## Direction 1
Reproduce the interview excerpt below in full, word for word.

## Selected text
---
David Petraeus: You could also say that the red line is Syria that was not a red line is actually something that individuals in this US administration remember because, of course, they experienced it as members of the Obama administration. And now they're trying to ensure that is not something that might influence. Indeed, you can argue that Afghanistan has called into question the US dependability as a partner and-

Andrew Roberts: Oh, certainly. Yeah, don't worry-

David Petraeus: The awareness of that actually might color some of the decision making and the recommendations made by those advising policy makers.

Andrew Roberts: You wrote it that Robert Jervis who wrote, "The only thing that's important for a nation as its revolution as its last major war," which seems even more true today than for the US when he wrote it back in 1976. You also quote Ernest May who said that, "Policy makers ordinarily use history badly." So how could we encourage policy makers to use history better? Is it just a question of reading better history and thinking about it in a different way? How can it be used as a resource more successfully than it is at the moment in your view?
---
## Records supplied
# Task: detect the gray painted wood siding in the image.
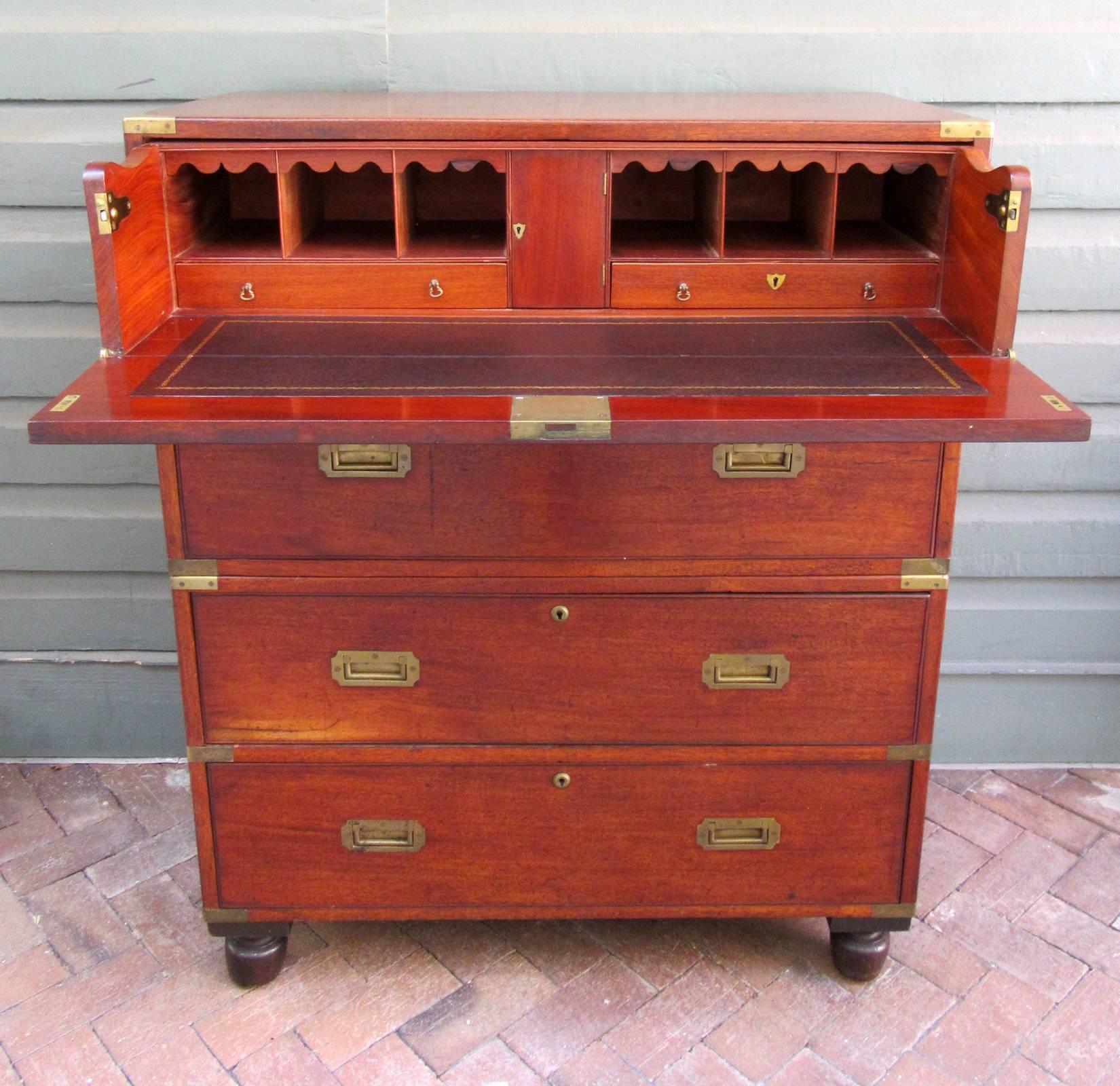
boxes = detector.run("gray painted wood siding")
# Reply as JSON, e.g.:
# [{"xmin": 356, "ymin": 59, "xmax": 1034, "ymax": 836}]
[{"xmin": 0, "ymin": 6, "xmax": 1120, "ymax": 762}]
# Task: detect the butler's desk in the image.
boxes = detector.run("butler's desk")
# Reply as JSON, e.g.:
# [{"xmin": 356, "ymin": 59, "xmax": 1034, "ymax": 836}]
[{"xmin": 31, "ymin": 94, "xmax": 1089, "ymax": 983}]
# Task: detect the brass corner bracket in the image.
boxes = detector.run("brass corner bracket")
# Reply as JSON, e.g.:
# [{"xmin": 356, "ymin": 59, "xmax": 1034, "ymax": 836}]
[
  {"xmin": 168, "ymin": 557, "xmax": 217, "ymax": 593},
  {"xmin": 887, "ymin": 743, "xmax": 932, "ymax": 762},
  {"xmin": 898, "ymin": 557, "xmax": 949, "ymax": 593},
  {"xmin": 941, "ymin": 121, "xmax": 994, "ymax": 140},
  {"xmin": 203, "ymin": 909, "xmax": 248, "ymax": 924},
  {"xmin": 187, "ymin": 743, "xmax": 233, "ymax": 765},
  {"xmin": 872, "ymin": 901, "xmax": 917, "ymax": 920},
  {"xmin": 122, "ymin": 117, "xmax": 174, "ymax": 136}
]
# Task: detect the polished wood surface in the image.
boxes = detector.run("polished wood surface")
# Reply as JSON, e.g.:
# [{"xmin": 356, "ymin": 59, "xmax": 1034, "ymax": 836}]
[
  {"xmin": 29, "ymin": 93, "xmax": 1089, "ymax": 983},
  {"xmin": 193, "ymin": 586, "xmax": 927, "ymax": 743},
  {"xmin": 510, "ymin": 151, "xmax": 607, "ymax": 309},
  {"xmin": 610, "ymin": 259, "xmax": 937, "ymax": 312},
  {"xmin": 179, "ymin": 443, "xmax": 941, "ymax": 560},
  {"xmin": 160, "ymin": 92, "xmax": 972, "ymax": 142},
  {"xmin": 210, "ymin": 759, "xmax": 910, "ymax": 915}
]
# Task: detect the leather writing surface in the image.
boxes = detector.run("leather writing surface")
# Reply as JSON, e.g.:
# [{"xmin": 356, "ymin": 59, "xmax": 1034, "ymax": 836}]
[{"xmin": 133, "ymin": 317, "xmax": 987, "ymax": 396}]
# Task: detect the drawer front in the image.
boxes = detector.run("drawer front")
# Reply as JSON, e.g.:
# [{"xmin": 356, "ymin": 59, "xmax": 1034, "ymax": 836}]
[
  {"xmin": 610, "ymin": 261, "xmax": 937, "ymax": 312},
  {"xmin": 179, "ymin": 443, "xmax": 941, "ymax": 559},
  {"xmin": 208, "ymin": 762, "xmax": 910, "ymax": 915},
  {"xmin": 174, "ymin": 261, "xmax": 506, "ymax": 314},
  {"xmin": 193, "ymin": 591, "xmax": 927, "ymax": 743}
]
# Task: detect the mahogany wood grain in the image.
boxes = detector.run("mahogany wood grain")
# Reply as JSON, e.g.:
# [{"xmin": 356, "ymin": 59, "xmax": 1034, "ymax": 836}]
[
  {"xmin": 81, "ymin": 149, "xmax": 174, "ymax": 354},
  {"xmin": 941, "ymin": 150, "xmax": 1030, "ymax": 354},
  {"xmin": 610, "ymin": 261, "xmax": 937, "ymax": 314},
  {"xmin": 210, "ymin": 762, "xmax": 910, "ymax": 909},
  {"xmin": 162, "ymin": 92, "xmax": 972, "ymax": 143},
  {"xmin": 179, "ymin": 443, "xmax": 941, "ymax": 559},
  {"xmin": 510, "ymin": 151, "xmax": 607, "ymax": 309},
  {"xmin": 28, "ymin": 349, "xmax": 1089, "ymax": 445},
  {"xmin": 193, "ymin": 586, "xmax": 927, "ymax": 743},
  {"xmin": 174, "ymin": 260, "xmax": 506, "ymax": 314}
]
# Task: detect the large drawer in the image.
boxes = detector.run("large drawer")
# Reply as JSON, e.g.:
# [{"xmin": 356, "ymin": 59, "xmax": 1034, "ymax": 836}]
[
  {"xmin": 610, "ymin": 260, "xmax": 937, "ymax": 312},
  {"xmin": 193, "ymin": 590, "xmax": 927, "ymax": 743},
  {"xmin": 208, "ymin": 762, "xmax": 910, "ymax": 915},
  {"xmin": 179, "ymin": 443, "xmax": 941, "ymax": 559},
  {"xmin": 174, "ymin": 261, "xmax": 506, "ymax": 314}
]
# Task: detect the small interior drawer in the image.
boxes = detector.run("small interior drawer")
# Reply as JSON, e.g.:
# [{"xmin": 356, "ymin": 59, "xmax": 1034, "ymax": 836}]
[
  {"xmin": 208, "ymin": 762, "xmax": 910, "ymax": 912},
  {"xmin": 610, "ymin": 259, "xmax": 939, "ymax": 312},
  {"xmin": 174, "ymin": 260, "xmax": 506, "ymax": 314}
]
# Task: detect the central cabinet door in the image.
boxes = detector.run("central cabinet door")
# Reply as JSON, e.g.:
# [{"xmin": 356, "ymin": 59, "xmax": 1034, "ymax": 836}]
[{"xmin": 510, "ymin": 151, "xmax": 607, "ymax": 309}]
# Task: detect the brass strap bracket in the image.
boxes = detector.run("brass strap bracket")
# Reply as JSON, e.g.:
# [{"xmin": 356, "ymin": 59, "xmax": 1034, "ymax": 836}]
---
## Direction 2
Format the lines of the entries from the one containing "# Task: detect the brass strap" through the final line of the entries, both included, as a JSON list of strings with one string per line and blank lines omitted.

## Correct output 1
David Petraeus: You could also say that the red line is Syria that was not a red line is actually something that individuals in this US administration remember because, of course, they experienced it as members of the Obama administration. And now they're trying to ensure that is not something that might influence. Indeed, you can argue that Afghanistan has called into question the US dependability as a partner and-

Andrew Roberts: Oh, certainly. Yeah, don't worry-

David Petraeus: The awareness of that actually might color some of the decision making and the recommendations made by those advising policy makers.

Andrew Roberts: You wrote it that Robert Jervis who wrote, "The only thing that's important for a nation as its revolution as its last major war," which seems even more true today than for the US when he wrote it back in 1976. You also quote Ernest May who said that, "Policy makers ordinarily use history badly." So how could we encourage policy makers to use history better? Is it just a question of reading better history and thinking about it in a different way? How can it be used as a resource more successfully than it is at the moment in your view?

## Correct output 2
[
  "# Task: detect the brass strap bracket in the image.",
  "boxes = detector.run(\"brass strap bracket\")",
  "# Reply as JSON, e.g.:",
  "# [{\"xmin\": 356, \"ymin\": 59, \"xmax\": 1034, \"ymax\": 836}]"
]